[INPUT]:
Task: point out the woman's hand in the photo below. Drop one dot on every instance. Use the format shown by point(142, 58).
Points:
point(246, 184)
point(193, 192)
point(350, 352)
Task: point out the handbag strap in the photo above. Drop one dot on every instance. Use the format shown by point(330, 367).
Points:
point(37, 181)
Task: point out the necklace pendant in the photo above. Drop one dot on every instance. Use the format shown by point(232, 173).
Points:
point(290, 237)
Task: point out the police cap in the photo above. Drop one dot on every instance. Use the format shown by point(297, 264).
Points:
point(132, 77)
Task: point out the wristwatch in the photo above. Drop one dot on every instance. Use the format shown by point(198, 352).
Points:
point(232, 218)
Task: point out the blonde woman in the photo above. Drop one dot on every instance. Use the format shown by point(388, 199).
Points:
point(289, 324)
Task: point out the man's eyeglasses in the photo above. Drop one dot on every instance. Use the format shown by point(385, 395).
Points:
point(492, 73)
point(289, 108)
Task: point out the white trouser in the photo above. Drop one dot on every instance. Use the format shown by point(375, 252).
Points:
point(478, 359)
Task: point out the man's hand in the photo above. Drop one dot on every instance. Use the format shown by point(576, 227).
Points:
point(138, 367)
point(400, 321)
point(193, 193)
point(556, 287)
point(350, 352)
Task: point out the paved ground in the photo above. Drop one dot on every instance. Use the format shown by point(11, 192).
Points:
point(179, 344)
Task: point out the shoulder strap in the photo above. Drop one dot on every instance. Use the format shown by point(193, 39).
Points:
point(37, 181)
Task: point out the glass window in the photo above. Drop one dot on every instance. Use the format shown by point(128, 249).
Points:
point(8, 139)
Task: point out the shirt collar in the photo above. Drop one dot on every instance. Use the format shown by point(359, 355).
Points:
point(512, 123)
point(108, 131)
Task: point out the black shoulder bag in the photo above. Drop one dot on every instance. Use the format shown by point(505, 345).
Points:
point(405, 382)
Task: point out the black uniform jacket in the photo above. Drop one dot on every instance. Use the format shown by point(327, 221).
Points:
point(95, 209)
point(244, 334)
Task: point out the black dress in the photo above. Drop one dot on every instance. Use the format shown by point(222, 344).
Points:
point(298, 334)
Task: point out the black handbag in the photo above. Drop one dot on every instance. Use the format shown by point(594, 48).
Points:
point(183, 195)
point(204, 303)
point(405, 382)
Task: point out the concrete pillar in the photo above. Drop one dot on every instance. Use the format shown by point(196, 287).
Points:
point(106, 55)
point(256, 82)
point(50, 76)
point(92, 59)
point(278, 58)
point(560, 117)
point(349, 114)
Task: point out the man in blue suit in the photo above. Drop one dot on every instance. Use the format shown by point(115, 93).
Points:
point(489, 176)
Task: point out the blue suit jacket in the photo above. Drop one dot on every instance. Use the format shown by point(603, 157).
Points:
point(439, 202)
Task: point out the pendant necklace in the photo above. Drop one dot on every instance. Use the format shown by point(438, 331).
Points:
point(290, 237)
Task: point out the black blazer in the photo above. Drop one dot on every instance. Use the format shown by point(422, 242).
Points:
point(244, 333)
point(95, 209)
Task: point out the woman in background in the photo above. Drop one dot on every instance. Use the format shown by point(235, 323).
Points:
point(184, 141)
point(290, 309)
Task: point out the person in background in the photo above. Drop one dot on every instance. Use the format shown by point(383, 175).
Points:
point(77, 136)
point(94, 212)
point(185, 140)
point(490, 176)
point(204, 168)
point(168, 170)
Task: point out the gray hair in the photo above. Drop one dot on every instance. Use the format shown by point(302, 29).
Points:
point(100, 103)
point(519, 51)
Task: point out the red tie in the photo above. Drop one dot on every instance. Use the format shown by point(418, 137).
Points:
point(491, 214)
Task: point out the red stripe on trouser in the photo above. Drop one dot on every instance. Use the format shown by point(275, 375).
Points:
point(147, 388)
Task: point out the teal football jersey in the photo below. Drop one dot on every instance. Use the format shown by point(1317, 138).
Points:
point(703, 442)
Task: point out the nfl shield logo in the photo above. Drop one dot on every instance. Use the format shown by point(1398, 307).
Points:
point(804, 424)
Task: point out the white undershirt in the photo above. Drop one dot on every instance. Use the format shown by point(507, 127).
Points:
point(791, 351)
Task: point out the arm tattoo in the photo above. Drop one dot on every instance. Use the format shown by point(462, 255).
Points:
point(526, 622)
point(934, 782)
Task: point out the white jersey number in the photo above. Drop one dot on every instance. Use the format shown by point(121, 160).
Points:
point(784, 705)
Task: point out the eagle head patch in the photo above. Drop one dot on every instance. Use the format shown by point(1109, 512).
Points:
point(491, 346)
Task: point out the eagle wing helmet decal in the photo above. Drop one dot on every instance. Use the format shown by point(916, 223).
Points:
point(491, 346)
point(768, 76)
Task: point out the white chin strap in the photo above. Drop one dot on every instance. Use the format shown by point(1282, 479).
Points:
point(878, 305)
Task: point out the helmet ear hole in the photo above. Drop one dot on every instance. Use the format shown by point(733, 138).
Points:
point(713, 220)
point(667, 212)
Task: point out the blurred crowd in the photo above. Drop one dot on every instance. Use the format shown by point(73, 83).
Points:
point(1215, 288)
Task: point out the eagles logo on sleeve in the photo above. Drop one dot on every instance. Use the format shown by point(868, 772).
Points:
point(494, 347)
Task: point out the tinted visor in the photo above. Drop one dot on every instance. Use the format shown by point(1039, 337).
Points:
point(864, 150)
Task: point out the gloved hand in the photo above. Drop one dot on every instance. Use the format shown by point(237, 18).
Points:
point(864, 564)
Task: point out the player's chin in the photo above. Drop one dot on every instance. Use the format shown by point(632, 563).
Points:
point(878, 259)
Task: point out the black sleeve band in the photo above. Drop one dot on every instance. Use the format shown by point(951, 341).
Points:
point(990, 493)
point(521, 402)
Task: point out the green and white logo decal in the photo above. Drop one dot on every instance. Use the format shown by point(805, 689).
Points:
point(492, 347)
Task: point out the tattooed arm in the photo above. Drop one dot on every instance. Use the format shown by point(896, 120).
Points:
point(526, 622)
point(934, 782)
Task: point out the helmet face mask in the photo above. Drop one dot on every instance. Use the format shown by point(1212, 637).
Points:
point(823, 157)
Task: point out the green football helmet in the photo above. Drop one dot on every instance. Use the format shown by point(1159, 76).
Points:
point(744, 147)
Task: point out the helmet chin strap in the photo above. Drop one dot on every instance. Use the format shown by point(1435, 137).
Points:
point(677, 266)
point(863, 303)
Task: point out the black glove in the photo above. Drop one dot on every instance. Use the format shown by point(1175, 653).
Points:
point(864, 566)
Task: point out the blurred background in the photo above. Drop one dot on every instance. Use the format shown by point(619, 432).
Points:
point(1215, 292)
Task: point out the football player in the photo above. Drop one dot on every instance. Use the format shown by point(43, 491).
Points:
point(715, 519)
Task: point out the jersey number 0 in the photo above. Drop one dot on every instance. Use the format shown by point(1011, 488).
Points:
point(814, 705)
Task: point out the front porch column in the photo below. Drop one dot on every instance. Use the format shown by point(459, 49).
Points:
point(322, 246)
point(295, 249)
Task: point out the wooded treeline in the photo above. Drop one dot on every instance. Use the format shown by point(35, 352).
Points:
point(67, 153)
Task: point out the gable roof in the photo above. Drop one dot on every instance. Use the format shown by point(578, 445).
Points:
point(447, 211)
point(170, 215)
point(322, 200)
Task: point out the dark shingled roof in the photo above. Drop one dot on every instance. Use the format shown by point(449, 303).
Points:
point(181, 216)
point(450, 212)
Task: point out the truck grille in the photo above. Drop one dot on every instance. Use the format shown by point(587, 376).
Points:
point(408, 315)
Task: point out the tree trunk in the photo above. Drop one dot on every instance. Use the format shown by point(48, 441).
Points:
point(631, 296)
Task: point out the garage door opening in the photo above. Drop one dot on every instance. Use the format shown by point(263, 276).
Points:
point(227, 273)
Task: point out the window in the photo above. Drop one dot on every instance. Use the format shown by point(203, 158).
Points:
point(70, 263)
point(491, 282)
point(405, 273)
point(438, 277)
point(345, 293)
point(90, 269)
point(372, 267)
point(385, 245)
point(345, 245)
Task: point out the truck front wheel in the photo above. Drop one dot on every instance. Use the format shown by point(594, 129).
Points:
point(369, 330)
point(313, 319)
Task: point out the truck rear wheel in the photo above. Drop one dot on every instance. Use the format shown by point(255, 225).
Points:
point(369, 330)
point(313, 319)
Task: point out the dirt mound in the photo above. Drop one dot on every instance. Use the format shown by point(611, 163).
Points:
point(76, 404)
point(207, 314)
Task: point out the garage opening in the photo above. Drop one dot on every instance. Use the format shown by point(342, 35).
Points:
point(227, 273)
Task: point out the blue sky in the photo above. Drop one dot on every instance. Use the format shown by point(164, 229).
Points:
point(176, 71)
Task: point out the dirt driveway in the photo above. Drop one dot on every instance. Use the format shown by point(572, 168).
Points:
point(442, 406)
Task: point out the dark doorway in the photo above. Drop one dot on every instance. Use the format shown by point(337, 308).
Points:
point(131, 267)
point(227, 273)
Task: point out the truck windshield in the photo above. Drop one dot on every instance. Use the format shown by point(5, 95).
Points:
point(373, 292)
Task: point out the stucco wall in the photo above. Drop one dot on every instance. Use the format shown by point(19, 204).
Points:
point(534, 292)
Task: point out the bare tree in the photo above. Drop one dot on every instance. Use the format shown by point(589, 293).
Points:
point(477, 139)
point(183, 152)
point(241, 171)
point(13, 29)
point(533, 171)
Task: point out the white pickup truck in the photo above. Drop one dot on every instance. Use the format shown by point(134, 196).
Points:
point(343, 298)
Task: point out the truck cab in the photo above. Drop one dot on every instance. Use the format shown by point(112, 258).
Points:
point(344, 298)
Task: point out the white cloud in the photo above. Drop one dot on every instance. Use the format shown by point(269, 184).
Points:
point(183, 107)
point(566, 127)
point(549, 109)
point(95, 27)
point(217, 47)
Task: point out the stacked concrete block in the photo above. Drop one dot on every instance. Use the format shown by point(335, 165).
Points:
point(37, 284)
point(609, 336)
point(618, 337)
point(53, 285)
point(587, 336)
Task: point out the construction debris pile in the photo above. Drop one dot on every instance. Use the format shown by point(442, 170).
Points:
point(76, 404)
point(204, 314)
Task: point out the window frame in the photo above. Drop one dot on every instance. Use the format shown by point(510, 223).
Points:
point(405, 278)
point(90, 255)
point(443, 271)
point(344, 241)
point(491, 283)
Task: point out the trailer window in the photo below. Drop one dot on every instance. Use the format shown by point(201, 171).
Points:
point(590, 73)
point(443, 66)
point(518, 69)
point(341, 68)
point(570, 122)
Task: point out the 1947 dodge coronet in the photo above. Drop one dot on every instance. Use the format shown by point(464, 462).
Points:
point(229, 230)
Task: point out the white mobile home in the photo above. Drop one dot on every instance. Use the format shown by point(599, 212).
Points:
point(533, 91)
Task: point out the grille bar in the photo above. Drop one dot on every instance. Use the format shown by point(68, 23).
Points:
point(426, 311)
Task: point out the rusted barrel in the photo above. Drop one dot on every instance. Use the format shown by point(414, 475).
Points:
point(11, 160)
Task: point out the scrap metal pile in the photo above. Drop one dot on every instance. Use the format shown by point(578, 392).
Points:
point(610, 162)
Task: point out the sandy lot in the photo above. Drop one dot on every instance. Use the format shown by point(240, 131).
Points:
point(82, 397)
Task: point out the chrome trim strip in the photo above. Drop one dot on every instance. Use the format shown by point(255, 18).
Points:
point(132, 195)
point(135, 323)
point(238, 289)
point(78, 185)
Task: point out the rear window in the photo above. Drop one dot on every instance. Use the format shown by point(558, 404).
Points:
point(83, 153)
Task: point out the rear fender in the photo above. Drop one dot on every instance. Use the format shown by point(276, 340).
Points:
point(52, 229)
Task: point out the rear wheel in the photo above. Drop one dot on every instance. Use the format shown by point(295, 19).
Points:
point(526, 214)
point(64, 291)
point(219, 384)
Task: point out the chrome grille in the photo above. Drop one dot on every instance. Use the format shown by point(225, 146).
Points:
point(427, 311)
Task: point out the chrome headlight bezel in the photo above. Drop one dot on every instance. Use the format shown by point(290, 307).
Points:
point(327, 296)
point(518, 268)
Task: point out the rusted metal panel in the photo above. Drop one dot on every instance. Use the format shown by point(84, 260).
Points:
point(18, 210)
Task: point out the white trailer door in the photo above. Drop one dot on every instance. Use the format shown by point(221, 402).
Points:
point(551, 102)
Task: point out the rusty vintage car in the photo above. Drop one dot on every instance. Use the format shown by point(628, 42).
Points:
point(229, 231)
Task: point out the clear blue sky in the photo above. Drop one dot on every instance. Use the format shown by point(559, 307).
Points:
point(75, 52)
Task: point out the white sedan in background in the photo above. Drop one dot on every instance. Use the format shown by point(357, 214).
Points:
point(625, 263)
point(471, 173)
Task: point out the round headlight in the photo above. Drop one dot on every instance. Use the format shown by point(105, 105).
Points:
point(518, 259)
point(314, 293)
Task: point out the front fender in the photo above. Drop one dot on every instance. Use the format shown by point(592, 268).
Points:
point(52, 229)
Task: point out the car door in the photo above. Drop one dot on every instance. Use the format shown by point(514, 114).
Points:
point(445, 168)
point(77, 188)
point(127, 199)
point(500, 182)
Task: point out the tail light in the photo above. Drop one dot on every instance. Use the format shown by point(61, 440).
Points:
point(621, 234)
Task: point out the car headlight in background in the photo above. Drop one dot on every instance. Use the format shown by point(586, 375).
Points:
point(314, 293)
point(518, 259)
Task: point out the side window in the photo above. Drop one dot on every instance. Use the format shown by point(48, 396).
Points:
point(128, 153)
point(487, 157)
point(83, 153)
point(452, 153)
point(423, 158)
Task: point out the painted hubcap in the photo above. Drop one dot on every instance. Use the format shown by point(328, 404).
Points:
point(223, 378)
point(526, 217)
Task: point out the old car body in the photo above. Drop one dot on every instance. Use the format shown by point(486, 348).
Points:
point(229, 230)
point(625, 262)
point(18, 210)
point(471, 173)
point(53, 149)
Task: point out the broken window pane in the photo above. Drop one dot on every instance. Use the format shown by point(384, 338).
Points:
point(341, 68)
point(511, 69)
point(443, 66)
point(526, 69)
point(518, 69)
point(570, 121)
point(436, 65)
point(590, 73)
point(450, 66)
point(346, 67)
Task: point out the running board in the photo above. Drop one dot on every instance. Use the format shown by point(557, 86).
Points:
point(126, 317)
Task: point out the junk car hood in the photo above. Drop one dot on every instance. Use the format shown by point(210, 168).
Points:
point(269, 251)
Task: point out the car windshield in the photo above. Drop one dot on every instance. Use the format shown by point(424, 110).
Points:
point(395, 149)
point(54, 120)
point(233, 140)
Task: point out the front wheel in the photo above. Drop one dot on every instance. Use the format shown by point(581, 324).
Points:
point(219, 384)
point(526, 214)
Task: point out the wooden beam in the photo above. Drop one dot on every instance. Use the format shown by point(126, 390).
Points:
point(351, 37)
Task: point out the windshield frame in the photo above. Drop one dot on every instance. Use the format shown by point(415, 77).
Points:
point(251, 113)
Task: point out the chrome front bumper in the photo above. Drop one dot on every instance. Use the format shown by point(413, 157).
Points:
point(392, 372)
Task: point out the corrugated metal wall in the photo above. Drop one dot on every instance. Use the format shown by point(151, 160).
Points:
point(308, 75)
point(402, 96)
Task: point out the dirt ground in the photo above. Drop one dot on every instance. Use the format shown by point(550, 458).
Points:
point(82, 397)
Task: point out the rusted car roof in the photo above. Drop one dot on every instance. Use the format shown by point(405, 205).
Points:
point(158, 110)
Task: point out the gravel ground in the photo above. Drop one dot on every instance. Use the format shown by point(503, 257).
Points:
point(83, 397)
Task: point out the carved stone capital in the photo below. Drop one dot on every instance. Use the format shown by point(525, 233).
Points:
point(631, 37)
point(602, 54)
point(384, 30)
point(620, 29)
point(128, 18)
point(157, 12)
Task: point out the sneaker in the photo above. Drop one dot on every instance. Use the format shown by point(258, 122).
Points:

[WHAT THE TASK REQUIRES]:
In the records above, find each line that mentions the word "green", and copy it.

[EXPECTED ANSWER]:
Task: point out the green and white logo decal in the photo above. Drop one dot on every instance. Use the format shown by point(805, 689).
Task: point out the green football helmet in the photo above. Drop one dot on every instance. Use the format shown by point(1159, 76).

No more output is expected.